CORTE DI CASSAZIONE – Ordinanza 16 novembre 2018, n. 29594
Riscossione – Cartella di pagamento – Cessione di partecipazione societaria rivalutata – Plusvalenza – Imposta sostitutiva – Regime di tassazione
Rilevato che
Par. 1.1 Ricorso n. 19434/13. L’agenzia delle entrate propone tre motivi di ricorso per la cassazione della sentenza n. 69/02/12 del 18/06/12, con la quale la commissione tributaria regionale della Sicilia, in riforma della prima decisione, ha ritenuto illegittima la cartella di pagamento notificata a M. F. I. in recupero della seconda e terza rata da quest’ultima dovute a titolo di imposta sostitutiva su plusvalenza da cessione di partecipazione societaria rivalutata (art.5 l. 448/01).
La commissione tributaria regionale, in particolare, ha rilevato che:
– la mancata corresponsione delle due rate era stata dalla contribuente motivata con la mancanza della disponibilità finanziaria necessaria;
– tale mancata corresponsione determinava la rinuncia al regime fiscale sostitutivo di favore, e doveva ritenersi ammissibile pur dopo il versamento della prima rata (oggetto di istanza di rimborso dedotta in separato contenzioso), trattandosi di regime opzionale al quale la contribuente aveva aderito a causa di un errore sempre emendabile;
– la revocabilità della istanza di rivalutazione determinava, del resto, l’applicazione di un regime di tassazione più favorevole per l’amministrazione finanziaria.
Par. 1.2 Con il primo motivo di ricorso l’agenzia delle entrate lamenta – ex art. 360, 1A co. n. 3 cod.proc.civ. – violazione e falsa applicazione dell’articolo 5 l. 448/01. Per avere la commissione tributaria regionale affermato il diritto della I. di non versare le rate successive alla prima, nonostante che l’istanza di ammissione al regime sostitutivo agevolato avesse natura non già di dichiarazione di scienza, bensì di opzione negoziale non revocabile (tanto che l’inserimento in dichiarazione dell’importo dovuto a titolo di imposta sostitutiva concretava unicamente una modalità per portare tale opzione negoziale a conoscenza dell’amministrazione finanziaria). Scelta la via del regime sostitutivo, pertanto, non era consentito alla contribuente di retrocedere da essa a favore del regime ordinario di tassazione, con conseguente diritto dell’amministrazione finanziaria non solo di trattenere la prima rata già versata, ma anche di iscrivere a ruolo le rate successive rimaste inadempiute.
:::::
Compito assegnato A: Nell'elenco, riscrivi le righe a partire da quella che contiene "For every instance of the battlement" fino alla fine dell'elenco, estremi compresi, scambiando "battlement" con "parapet" e lasciando invariato tutto il resto.
Il brano e l'elenco sono materiali indipendenti l'uno dall'altro.

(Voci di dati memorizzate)
:::::
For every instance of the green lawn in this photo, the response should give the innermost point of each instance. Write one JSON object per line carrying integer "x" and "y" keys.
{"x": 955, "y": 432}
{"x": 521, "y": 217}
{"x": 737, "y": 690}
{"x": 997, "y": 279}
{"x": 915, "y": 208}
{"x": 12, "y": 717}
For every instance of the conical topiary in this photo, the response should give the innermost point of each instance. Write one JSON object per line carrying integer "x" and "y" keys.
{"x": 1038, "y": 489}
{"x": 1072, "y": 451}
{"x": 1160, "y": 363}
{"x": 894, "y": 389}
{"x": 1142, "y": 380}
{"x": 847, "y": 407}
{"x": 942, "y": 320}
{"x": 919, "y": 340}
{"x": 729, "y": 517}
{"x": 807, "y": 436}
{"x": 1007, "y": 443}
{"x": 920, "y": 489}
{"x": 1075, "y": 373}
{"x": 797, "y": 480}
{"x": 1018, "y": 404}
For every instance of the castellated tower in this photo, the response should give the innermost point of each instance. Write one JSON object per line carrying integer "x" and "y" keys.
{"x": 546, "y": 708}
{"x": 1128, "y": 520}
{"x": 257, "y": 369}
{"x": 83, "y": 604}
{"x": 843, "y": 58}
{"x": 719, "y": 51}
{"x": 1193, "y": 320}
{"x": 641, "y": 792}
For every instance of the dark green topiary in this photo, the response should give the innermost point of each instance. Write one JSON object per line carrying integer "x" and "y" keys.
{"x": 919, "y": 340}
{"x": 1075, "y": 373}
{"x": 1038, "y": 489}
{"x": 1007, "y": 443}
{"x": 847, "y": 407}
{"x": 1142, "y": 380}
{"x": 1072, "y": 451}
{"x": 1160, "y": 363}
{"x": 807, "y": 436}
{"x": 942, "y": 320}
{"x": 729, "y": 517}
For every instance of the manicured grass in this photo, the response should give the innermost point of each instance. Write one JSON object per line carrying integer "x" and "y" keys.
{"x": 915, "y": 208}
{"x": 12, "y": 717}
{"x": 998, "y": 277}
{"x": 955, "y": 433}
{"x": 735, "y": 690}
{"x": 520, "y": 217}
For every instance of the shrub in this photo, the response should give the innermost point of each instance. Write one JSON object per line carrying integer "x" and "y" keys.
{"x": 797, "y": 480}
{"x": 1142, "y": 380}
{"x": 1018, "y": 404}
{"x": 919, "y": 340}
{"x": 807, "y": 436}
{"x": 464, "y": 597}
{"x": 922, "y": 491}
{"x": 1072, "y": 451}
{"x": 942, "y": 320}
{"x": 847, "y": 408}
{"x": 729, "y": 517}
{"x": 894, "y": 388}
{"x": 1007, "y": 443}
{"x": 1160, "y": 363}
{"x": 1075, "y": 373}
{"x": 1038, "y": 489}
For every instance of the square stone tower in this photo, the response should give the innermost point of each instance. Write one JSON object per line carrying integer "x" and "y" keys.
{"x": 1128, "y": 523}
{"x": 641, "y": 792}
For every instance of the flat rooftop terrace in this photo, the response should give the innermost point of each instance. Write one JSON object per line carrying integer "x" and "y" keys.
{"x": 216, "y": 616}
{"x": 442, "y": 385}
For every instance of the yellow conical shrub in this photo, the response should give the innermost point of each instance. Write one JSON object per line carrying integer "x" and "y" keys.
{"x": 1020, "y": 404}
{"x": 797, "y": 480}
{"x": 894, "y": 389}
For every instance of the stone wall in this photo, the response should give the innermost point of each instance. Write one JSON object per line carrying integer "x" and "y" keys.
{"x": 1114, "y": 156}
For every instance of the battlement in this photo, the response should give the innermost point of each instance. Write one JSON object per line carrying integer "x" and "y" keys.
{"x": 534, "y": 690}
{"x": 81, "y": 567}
:::::
Compito assegnato B: Traduci in inglese questa frase del brano sulla sentenza della Cassazione: "Scelta la via del regime sostitutivo, pertanto, non era consentito alla contribuente di retrocedere da essa a favore del regime ordinario di tassazione, con conseguente diritto dell’amministrazione finanziaria non solo di trattenere la prima rata già versata, ma anche di iscrivere a ruolo le rate successive rimaste inadempiute."

Risultato finale A:
For every instance of the parapet in this photo, the response should give the innermost point of each instance. Write one JSON object per line carrying integer "x" and "y" keys.
{"x": 534, "y": 690}
{"x": 81, "y": 567}

Risultato finale B: Having chosen the substitute regime, therefore, the taxpayer was not permitted to withdraw from it in favor of the ordinary taxation regime, with the consequent right of the tax administration not only to retain the first installment already paid, but also to enter the subsequent unpaid installments on the tax roll.